Introduction to Intake

Overview

Intake is a python library that provides a consistent interface for accessing data regardless of where or how it is stored. In this notebook you will learn to:

Interact with Intake catalogs
Use Intake to access data stored in the cloud
Use Intake to load data into Dask

Prerequisites

Concepts	Importance	Notes
Times and Dates in Python	Necessary
Intro to Xarray	Necessary
Intro to Cartopy	Helpful
Understanding of Zarr	Helpful
Understanding of Dask	Helpful

Time to learn: 45 minutes

Imports

import intake
import xarray as xr
import datetime as dt
import metpy
import matplotlib.pyplot as plt
import cartopy.crs as ccrs
import requests
import aiohttp
import intake_xarray

Interacting with Intake Catalogs

Intake uses an object called a catalog to inform users what datasets are available to them. These catalogs can be in the form of a yaml file, a server, or a python package you install. In this example we will use a catalog to access Mesowest’s HRRR data stored on AWS S3. To open a catalog use Intake’s open_catalog method with the location of the catalog as an argument. The catalog object created by calling open_catalog is iterable, so you can see what data sources are available to you by passing your catalog object as an argument to python’s list function. You can view the catalog file used for this cookbook on Github.

cat = intake.open_catalog('catalog.yml')
list(cat)

['data_dictionary', 'hrrrzarr', 'readme']

Each of the catalog’s sources are accessible as properties of your catalog object.

cat.hrrrzarr

hrrrzarr:
  args:
    chunks: null
    consolidated: true
    storage_options:
      anon: true
    urlpath:
    - s3://hrrrzarr/sfc/20160824/20160824_00z_anl.zarr/surface/TMP
    - s3://hrrrzarr/sfc/20160824/20160824_00z_anl.zarr/surface/TMP/surface
  description: Mesowest's HRRR data. See readme source for more information.
  driver: intake_xarray.xzarr.ZarrSource
  metadata:
    catalog_dir: /home/runner/work/intake-cookbook/intake-cookbook/notebooks/
    coords: !!python/tuple
    - projection_x_coordinate
    - projection_y_coordinate
    dims:
      projection_x_coordinate: 1799
      projection_y_coordinate: 1059

Learning About Catalog Entries

The first place you can look for information about a catalog source is it’s description. That is stored in the data sources’s description property.

**Provided information**

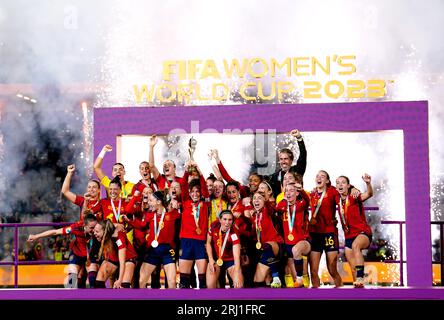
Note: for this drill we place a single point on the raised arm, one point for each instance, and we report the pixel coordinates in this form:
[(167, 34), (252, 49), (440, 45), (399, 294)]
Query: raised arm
[(45, 234), (153, 168), (301, 163), (122, 257), (99, 160), (209, 249), (369, 192), (71, 196)]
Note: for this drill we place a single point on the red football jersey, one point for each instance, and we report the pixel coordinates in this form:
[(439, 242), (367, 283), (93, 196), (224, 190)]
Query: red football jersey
[(218, 239), (325, 218), (354, 213), (167, 232), (264, 223), (300, 224)]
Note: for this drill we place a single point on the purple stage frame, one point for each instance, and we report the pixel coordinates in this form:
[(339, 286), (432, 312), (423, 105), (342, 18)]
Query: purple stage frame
[(411, 117)]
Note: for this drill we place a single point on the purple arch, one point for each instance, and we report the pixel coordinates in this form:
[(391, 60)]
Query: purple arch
[(411, 117)]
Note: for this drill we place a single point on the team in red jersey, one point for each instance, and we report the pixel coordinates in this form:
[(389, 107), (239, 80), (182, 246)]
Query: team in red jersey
[(254, 235), (357, 232), (193, 232), (83, 231), (323, 230), (115, 253), (267, 239), (91, 198), (159, 241), (223, 249), (294, 213)]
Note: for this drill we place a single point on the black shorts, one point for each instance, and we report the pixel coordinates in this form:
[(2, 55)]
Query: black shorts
[(349, 242), (327, 242)]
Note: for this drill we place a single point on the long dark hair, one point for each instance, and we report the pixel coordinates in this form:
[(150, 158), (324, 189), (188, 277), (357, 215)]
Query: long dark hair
[(106, 244)]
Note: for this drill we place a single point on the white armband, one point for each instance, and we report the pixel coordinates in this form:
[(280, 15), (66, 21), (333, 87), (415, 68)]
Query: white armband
[(102, 154)]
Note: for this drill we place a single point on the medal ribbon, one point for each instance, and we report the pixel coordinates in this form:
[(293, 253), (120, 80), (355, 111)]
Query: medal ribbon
[(222, 249), (116, 214), (258, 225), (319, 204), (291, 217), (157, 231), (343, 208), (196, 214)]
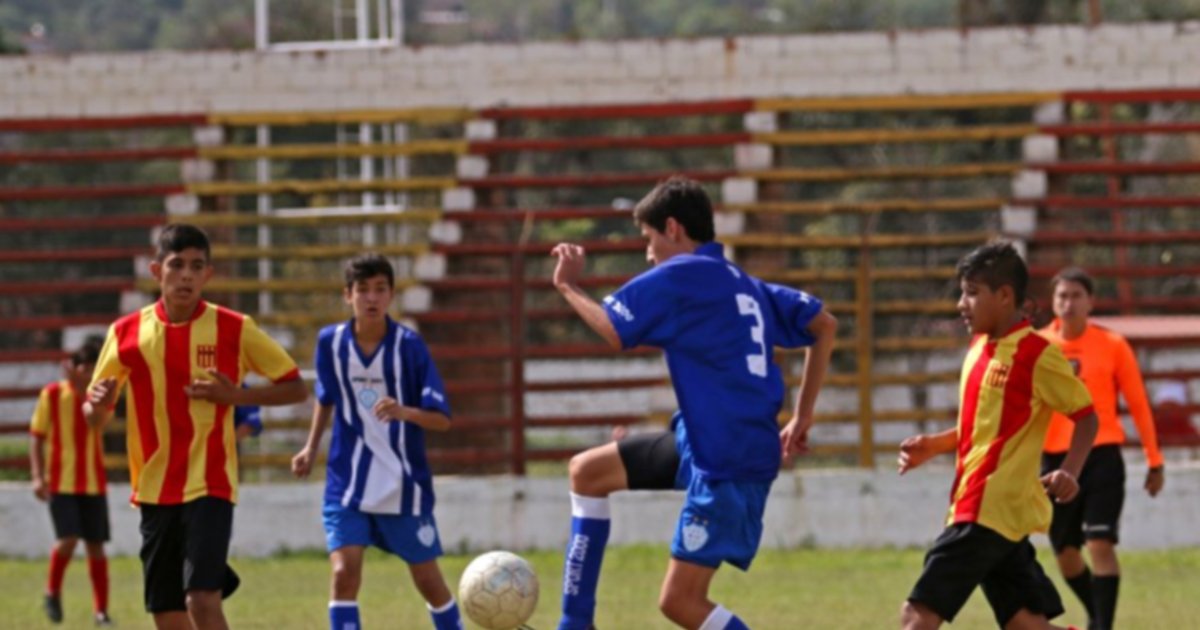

**Do this**
In the Intake introduction, which driver does the hrrrzarr source list?

**Expected output**
intake_xarray.xzarr.ZarrSource